Items from a data source
__________________________________________________

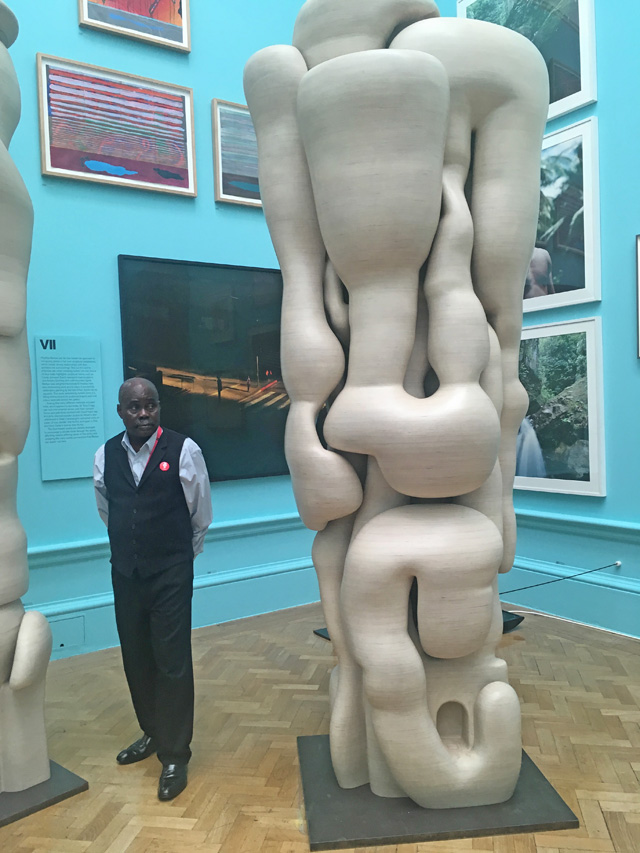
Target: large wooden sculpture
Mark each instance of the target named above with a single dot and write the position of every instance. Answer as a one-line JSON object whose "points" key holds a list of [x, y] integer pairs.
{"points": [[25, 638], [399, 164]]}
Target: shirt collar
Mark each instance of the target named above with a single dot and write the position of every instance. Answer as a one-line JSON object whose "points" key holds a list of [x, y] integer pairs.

__________________________________________________

§ EXERCISE INSTRUCTIONS
Convert the lines of the data above into a Markdown table with the columns "Row" and "Line," giving each line its own numbered row and skipping blank lines. Leave the pictures out of the table.

§ EXERCISE ANSWER
| Row | Line |
|---|---|
| 1 | Target: large wooden sculpture |
| 2 | Mark each instance of the target named above with a single dot and write the position of every instance. Answer as a one-line JSON object whose "points" key holds a list of [x, y] integer pairs. |
| 3 | {"points": [[25, 638], [399, 164]]} |
| 4 | Target: shirt collar |
| 5 | Mark each instance of the target named above with a single dot and write the position of every instance. Answer as a one-line JSON object whose "points" key holds a list of [x, y] integer pairs. |